__Written request__
Please give the entries again in full and exactly, without any picture.

__Materials provided__

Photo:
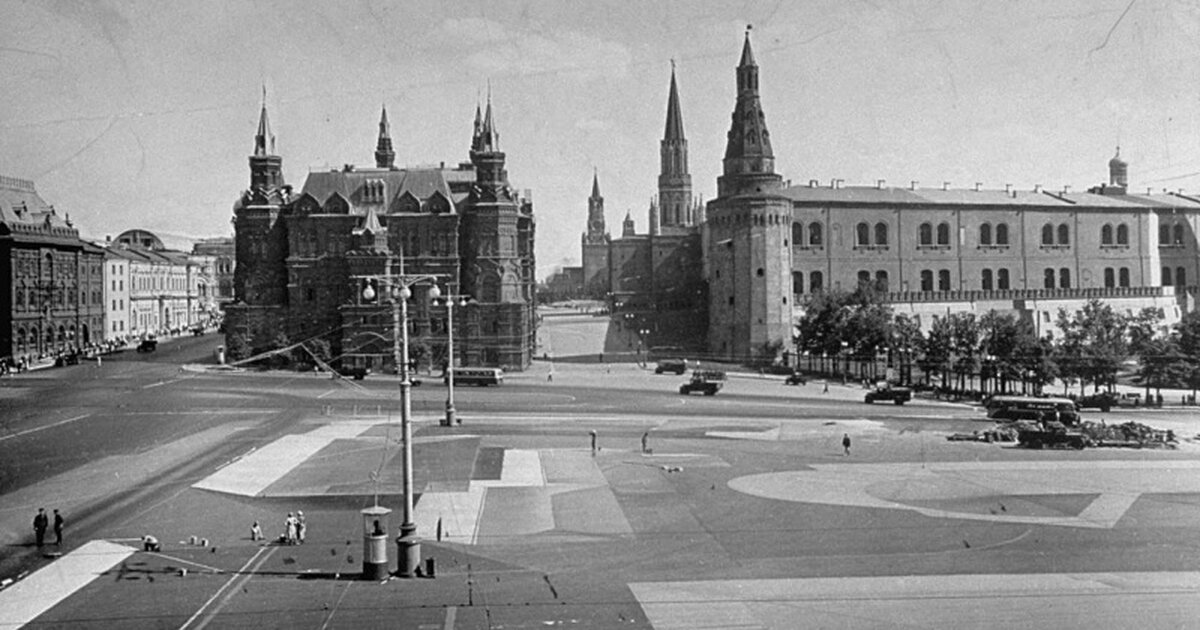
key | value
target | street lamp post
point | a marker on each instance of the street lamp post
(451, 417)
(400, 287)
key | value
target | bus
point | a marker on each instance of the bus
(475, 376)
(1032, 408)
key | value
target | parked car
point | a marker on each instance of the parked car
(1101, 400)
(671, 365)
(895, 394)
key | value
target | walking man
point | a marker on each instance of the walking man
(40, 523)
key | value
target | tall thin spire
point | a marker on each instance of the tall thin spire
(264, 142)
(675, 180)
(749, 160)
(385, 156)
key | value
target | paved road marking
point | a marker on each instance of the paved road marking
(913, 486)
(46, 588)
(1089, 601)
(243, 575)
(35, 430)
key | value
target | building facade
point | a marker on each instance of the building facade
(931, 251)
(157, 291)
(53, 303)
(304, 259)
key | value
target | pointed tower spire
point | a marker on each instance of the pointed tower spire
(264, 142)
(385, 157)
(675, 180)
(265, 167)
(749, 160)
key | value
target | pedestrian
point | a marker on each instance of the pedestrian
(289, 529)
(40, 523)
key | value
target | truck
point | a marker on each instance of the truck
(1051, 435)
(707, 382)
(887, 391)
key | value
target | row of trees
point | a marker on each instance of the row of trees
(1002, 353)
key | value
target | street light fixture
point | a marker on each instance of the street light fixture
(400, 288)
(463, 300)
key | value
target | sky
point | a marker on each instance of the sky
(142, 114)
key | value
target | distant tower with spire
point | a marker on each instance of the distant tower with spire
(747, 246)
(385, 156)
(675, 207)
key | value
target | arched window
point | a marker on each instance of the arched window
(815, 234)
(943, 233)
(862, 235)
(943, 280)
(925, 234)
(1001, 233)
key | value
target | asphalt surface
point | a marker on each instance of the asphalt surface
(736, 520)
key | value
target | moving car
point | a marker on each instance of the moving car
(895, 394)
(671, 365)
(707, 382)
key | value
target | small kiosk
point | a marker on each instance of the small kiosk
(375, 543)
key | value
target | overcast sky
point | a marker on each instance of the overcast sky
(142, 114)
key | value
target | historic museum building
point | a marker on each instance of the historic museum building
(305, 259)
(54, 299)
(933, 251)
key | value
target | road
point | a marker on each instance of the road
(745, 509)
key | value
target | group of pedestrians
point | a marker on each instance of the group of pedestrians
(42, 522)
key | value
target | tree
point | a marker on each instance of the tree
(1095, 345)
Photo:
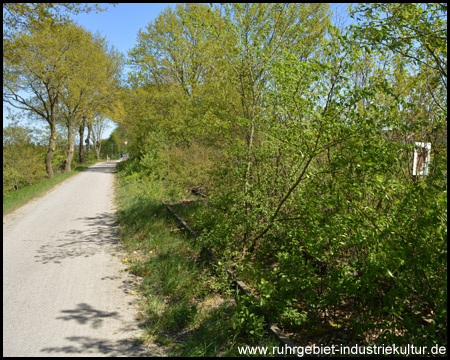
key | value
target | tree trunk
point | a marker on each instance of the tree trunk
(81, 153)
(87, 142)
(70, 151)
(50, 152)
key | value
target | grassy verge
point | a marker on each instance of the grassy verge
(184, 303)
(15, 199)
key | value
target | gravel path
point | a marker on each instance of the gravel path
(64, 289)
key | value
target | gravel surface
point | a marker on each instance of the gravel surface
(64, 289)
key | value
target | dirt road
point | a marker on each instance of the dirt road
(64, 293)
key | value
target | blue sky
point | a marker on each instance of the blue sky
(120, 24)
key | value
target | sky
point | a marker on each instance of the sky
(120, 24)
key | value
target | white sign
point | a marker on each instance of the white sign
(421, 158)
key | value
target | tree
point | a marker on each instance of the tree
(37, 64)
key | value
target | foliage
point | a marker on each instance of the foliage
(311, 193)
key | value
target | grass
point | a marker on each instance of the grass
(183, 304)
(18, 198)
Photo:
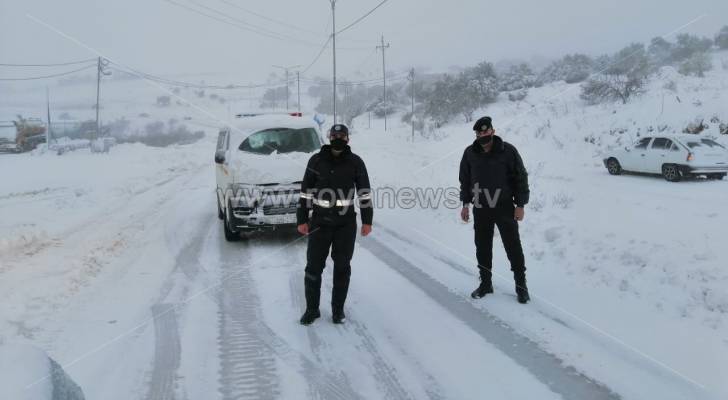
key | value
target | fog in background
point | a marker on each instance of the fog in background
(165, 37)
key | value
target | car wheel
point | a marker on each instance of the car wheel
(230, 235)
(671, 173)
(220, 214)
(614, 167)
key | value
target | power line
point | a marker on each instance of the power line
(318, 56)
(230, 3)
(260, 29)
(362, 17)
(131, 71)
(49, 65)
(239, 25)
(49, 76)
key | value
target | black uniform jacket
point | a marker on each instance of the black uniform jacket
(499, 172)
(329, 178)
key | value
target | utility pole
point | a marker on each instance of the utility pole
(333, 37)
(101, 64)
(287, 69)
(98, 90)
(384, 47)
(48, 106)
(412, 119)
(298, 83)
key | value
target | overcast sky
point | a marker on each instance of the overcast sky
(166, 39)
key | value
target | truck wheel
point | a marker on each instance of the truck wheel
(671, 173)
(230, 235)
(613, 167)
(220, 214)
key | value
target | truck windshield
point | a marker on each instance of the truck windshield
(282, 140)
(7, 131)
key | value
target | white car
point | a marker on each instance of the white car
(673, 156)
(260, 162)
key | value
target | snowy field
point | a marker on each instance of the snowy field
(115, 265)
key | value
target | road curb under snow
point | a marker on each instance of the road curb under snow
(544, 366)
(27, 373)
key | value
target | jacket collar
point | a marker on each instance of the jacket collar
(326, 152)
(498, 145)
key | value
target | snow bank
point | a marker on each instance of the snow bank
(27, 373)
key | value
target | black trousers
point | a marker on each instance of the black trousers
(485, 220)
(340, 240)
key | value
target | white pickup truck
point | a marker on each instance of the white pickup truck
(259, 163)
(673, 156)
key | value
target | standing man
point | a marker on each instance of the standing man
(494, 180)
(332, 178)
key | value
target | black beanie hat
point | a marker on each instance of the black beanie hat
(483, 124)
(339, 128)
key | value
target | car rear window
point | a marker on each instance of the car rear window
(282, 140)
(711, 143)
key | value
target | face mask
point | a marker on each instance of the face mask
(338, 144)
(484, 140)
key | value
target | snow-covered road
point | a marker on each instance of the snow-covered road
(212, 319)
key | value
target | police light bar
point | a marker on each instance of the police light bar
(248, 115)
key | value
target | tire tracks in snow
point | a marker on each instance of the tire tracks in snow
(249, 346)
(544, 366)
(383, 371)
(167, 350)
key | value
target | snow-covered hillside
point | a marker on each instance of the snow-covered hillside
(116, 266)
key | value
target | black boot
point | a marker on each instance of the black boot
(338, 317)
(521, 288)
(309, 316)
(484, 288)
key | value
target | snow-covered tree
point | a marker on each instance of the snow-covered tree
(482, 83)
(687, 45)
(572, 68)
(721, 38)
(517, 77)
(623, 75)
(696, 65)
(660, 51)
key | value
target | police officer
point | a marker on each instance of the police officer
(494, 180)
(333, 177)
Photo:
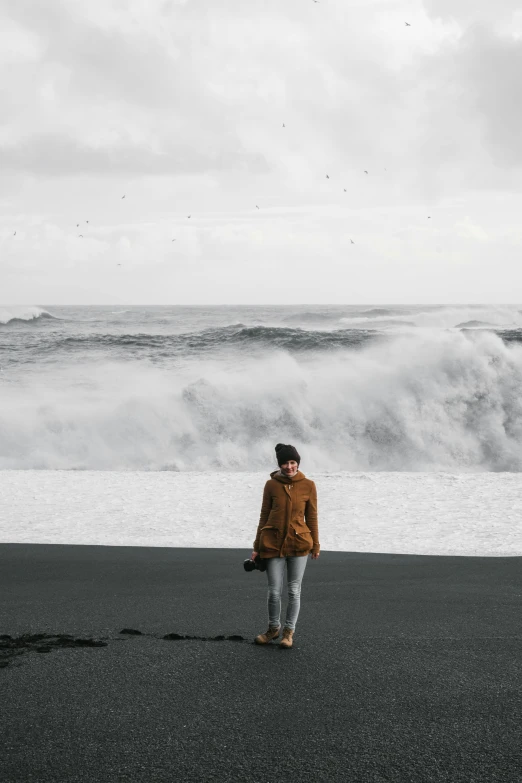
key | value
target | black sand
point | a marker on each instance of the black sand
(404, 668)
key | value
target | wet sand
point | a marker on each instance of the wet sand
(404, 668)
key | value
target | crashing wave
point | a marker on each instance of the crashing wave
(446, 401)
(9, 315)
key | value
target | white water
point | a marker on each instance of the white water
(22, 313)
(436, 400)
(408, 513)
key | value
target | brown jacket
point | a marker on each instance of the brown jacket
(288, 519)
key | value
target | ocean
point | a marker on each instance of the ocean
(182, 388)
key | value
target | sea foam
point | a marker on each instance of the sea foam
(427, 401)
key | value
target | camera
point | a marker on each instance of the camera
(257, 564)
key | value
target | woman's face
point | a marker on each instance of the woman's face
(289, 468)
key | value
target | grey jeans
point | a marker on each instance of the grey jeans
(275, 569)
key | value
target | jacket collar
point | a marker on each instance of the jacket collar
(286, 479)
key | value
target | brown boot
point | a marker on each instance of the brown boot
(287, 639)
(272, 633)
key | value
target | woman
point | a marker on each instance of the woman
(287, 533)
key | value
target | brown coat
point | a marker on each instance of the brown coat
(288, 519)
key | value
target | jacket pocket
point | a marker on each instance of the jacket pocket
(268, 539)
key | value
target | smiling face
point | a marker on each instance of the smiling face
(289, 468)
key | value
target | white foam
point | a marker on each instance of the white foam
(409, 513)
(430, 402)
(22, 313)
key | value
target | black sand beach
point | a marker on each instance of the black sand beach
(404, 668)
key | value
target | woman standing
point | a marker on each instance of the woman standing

__Reply to the exercise__
Photo:
key | value
target | street lamp post
point | a marker on each instance of the street lamp post
(451, 417)
(400, 287)
key | value
target | bus
point | a marker on each instance of the bus
(475, 376)
(1032, 408)
key | value
target | parked car
point | a marker on each instance of the parked car
(1101, 400)
(671, 365)
(895, 394)
key | value
target | walking man
point | a marker on each instance of the walking man
(40, 523)
key | value
target | tall thin spire
point | a marker on each instance of the tall thin spire
(264, 142)
(675, 180)
(749, 160)
(385, 156)
key | value
target | paved road marking
point | a marker on each instance of the paved road marking
(913, 486)
(46, 588)
(1089, 601)
(243, 575)
(35, 430)
key | value
target | building facade
point | a marker on each instance of the building facade
(931, 251)
(157, 291)
(53, 303)
(304, 259)
key | value
target | pointed tower spire
point | a marker on each instance of the pointed tower spire
(264, 142)
(385, 157)
(675, 180)
(265, 167)
(749, 160)
key | value
target | pedestrian
point | a marker on each instance of the pedestrian
(289, 529)
(40, 523)
key | value
target | truck
point | a marker on each instance of the truck
(1051, 435)
(707, 382)
(887, 391)
key | value
target | row of trees
point | a marker on each instance of the row of trees
(1002, 353)
key | value
target | street light fixture
point | a marker on each instance of the street light fixture
(400, 288)
(463, 300)
key | value
target | sky
point | a marker on each instance of the sky
(142, 114)
key | value
target | distant tower with spire
point | a marker on each instance of the distant tower with spire
(747, 246)
(385, 156)
(675, 207)
key | value
target | arched window
point | a marker on each instance of the arched window
(815, 234)
(943, 233)
(862, 235)
(943, 280)
(925, 234)
(1001, 233)
key | value
target | asphalt surface
point | a marker on each instance of the asphalt surface
(736, 520)
key | value
target | moving car
point | a marker on each instance of the moving car
(895, 394)
(671, 365)
(707, 382)
key | value
target | small kiosk
point | a marker on each instance of the small kiosk
(375, 543)
key | value
target | overcast sky
point | a marker on each instance of the overcast sky
(142, 114)
key | value
target | historic museum building
point | a marker on each instance of the historic museum building
(305, 259)
(54, 299)
(933, 251)
key | value
target | road
point | a marker on each instance of the road
(745, 509)
key | value
target | group of pedestrians
point | a marker on each instance of the group of pedestrians
(42, 522)
key | value
target | tree
point | a marker on each instance of the tree
(1095, 345)
Photo:
key | value
target | tree trunk
point | a marker on each instance of the tree trunk
(81, 153)
(87, 142)
(70, 151)
(50, 152)
key | value
target | grassy verge
point | a marker on each instance of the grassy verge
(184, 303)
(15, 199)
key | value
target | gravel path
point | a marker on each instance of the gravel path
(64, 289)
key | value
target | gravel surface
point | a marker on each instance of the gravel surface
(64, 289)
key | value
target | dirt road
point | a marker on each instance of the dirt road
(64, 293)
key | value
target | blue sky
point | a marker on each instance of the blue sky
(120, 24)
key | value
target | sky
point | a marker on each instance of the sky
(120, 24)
key | value
target | white sign
point | a marker on each instance of the white sign
(421, 158)
key | value
target | tree
point | a marker on each instance of the tree
(37, 64)
key | value
target | foliage
point | a marker on each instance of the foliage
(311, 193)
key | value
target | grass
point | a marker on each instance of the grass
(183, 304)
(18, 198)
Photo:
key | value
target | fog in background
point | a marker on each instance of the fog in background
(165, 37)
key | value
target | car wheel
point | a marker on each instance of the car wheel
(230, 235)
(671, 173)
(220, 214)
(614, 167)
key | value
target | power line
point | a marker on each instance of the power line
(318, 56)
(230, 3)
(260, 29)
(362, 17)
(131, 71)
(49, 65)
(239, 25)
(49, 76)
key | value
target | black uniform jacket
point | a marker on each instance of the black uniform jacket
(499, 172)
(329, 178)
key | value
target | utility pole
point | a marker on each instance of the utility pole
(333, 37)
(101, 64)
(287, 69)
(98, 90)
(384, 47)
(48, 106)
(412, 119)
(298, 83)
key | value
target | overcast sky
point | a marker on each instance of the overcast sky
(166, 39)
key | value
target | truck wheel
point | a marker on each instance of the truck wheel
(671, 173)
(230, 235)
(613, 167)
(220, 214)
key | value
target | truck windshield
point | a marker on each instance of the truck windshield
(282, 140)
(7, 131)
key | value
target | white car
point | a marker on each instance of the white car
(673, 156)
(260, 162)
key | value
target | snowy field
point | a marker on each instance of the snowy field
(115, 265)
key | value
target | road curb under snow
point | a marker on each instance of the road curb under snow
(544, 366)
(27, 373)
key | value
target | jacket collar
point | a marker on each instance of the jacket collar
(326, 152)
(498, 145)
key | value
target | snow bank
point | a marker on each instance of the snow bank
(27, 373)
key | value
target | black trousers
point | a marker on each instance of the black trousers
(485, 220)
(340, 240)
key | value
target | white pickup truck
point | a marker on each instance of the white pickup truck
(259, 163)
(673, 156)
key | value
target | standing man
point | a marker on each instance of the standing man
(494, 180)
(332, 178)
key | value
target | black beanie hat
point | a marker on each instance of the black beanie hat
(483, 124)
(339, 128)
key | value
target | car rear window
point | a marker on each instance of the car rear window
(282, 140)
(711, 143)
key | value
target | face mask
point | a marker on each instance of the face mask
(338, 144)
(484, 140)
key | value
target | snow-covered road
point | a marker on each instance of the snow-covered road
(212, 319)
key | value
target | police light bar
point | a marker on each instance of the police light bar
(248, 115)
key | value
target | tire tracks in snow
point | a marker on each instance of the tire tracks in snow
(249, 346)
(544, 366)
(383, 371)
(167, 350)
key | value
target | snow-covered hillside
point | a marker on each instance of the snow-covered hillside
(116, 266)
key | value
target | black boot
point | a marker on each instance of the black boot
(338, 317)
(521, 288)
(309, 316)
(484, 288)
key | value
target | snow-covered tree
point | a marker on each instance of the snow-covered tree
(482, 83)
(687, 45)
(572, 68)
(721, 38)
(517, 77)
(623, 75)
(696, 65)
(660, 51)
key | value
target | police officer
point | a marker on each instance of the police officer
(494, 180)
(333, 177)
Photo:
key | value
target | black sand
point | a marker on each instance of the black sand
(404, 668)
key | value
target | wet sand
point | a marker on each instance of the wet sand
(404, 668)
key | value
target | crashing wave
point | a marker on each instance of the crashing wave
(446, 401)
(9, 315)
key | value
target | white water
point | a marker on each instance of the white water
(22, 313)
(436, 400)
(408, 513)
key | value
target | brown jacket
point | a marker on each instance of the brown jacket
(288, 519)
key | value
target | ocean
point | a marker on each instance of the ocean
(182, 388)
key | value
target | sea foam
point | a marker on each instance of the sea foam
(427, 401)
key | value
target | camera
point | a marker on each instance of the camera
(257, 564)
key | value
target | woman's face
point | a marker on each instance of the woman's face
(289, 468)
key | value
target | grey jeans
point | a marker on each instance of the grey jeans
(275, 569)
key | value
target | jacket collar
point | a marker on each instance of the jacket collar
(286, 479)
key | value
target | brown boot
point | a marker on each instance of the brown boot
(287, 639)
(272, 633)
key | value
target | woman
point | a marker on each instance of the woman
(287, 533)
key | value
target | brown coat
point | a marker on each instance of the brown coat
(288, 519)
key | value
target | jacket pocket
point | a marker on each instance of the jacket pocket
(268, 539)
key | value
target | smiling face
point | a marker on each instance of the smiling face
(289, 468)
key | value
target | white foam
point | a marker on each instance of the white foam
(409, 513)
(430, 402)
(22, 313)
key | value
target | black sand beach
point | a marker on each instance of the black sand beach
(404, 668)
key | value
target | woman standing
point | a marker on each instance of the woman standing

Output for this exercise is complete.